Your instructions
Filter these records by the string "floor", copying each line that holds it.

═══ Dataset records ═══

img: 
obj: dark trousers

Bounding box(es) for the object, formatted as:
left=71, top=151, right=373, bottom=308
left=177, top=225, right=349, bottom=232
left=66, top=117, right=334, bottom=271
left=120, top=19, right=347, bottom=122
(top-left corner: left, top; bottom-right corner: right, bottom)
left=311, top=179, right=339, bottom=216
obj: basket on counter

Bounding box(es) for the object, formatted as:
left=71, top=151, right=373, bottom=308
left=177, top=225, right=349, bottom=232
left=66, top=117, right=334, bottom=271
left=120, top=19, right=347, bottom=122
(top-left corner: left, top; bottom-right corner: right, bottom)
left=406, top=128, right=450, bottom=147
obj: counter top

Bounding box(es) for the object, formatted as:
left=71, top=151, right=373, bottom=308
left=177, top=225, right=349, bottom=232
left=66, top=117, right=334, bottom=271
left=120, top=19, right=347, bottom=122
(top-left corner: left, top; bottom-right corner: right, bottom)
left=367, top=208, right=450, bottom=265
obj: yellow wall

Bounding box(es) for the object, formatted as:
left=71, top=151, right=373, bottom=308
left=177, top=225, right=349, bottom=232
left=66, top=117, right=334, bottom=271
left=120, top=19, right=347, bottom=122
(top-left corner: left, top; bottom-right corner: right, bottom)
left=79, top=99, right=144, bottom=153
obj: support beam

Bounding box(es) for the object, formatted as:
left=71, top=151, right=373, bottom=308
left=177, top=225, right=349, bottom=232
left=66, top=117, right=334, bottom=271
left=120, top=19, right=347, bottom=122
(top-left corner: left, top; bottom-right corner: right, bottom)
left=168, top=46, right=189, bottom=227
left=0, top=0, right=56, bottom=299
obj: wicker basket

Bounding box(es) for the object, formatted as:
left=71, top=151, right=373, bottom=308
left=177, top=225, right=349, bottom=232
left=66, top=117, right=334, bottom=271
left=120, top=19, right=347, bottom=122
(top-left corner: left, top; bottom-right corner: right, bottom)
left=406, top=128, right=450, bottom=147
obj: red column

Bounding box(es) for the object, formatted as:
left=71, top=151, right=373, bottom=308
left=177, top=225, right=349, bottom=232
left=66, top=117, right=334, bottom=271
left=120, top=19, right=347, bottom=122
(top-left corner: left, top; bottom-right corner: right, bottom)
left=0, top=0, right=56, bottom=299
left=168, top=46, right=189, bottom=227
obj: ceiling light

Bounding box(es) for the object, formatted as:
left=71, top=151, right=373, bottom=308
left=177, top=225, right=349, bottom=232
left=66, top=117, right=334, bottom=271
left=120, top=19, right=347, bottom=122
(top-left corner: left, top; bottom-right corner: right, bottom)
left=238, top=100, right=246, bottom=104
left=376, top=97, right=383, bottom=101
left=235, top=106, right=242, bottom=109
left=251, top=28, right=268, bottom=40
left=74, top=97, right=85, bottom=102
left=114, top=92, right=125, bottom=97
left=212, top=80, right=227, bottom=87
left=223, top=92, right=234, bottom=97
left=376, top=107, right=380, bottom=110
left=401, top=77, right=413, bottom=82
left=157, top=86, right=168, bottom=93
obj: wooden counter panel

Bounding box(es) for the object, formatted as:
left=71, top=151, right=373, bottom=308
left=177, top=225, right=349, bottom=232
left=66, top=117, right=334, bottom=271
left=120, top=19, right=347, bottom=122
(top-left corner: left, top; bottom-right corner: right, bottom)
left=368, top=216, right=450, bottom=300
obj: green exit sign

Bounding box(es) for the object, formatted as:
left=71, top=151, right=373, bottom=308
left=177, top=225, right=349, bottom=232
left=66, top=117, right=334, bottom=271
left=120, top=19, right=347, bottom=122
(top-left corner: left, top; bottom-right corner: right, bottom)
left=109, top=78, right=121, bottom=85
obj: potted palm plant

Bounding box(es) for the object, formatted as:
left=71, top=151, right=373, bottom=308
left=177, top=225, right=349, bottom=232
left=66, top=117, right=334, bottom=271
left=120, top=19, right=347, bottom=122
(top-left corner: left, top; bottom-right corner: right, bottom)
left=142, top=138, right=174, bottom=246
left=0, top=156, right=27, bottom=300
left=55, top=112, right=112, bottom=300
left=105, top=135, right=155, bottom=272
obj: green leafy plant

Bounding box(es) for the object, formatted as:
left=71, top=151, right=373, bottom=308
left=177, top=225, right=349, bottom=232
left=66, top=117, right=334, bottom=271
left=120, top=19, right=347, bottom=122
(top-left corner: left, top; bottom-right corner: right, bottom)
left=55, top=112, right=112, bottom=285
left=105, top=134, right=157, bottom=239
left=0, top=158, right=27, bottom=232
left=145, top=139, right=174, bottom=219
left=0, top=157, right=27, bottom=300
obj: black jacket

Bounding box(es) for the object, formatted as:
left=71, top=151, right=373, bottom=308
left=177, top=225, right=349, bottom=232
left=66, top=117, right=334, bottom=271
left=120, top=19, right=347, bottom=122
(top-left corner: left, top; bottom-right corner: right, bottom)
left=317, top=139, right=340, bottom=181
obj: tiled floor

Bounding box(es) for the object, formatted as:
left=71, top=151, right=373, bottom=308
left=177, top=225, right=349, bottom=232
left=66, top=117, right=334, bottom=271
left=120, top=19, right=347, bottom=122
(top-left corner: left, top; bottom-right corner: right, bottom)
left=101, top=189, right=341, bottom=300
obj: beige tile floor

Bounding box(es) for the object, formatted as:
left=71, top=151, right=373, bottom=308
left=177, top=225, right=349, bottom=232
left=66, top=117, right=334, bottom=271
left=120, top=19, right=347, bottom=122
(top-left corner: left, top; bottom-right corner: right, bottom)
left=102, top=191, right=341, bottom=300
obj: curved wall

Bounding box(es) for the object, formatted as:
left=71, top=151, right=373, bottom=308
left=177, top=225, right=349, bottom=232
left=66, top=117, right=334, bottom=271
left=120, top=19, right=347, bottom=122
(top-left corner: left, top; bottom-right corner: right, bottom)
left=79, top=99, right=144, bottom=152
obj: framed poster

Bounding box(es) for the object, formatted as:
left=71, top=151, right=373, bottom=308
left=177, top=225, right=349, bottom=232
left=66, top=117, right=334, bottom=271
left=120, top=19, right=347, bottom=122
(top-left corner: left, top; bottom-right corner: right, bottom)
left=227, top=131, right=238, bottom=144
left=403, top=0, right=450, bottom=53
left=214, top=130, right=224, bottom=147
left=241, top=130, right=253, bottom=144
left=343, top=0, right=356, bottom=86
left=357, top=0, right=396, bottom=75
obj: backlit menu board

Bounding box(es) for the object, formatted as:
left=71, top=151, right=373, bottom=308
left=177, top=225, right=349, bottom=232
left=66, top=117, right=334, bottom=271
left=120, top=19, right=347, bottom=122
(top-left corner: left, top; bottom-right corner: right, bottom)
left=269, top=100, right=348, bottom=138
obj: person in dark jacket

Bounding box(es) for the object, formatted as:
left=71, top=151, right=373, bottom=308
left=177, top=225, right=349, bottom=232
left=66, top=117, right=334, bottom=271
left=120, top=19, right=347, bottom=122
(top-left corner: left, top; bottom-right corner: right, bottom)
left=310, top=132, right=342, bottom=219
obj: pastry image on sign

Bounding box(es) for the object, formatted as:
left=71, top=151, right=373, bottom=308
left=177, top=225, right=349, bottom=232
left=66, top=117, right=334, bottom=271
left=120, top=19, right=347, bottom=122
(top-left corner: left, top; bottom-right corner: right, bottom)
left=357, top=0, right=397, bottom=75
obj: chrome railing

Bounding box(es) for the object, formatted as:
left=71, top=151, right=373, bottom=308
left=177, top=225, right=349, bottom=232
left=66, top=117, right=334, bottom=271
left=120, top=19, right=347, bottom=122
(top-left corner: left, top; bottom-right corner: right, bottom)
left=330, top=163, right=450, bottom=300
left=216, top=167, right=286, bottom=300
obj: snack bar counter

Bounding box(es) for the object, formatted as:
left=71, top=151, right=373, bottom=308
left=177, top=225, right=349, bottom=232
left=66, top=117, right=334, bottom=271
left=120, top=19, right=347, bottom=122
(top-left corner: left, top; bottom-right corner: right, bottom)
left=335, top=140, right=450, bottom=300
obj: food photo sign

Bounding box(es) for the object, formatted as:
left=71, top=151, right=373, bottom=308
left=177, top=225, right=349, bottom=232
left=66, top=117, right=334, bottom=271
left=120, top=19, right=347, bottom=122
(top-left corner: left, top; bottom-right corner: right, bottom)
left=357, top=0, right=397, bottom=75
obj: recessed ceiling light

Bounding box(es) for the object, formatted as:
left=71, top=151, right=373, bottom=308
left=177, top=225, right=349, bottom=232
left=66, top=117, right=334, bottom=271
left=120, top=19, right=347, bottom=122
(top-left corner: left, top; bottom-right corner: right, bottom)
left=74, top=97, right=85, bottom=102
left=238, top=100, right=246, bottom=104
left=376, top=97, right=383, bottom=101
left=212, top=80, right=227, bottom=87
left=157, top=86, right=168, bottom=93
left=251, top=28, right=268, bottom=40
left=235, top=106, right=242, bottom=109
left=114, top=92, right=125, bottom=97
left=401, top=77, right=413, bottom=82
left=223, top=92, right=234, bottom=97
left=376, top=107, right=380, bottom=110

═══

Problem solution
obj: tiled floor
obj: beige tile floor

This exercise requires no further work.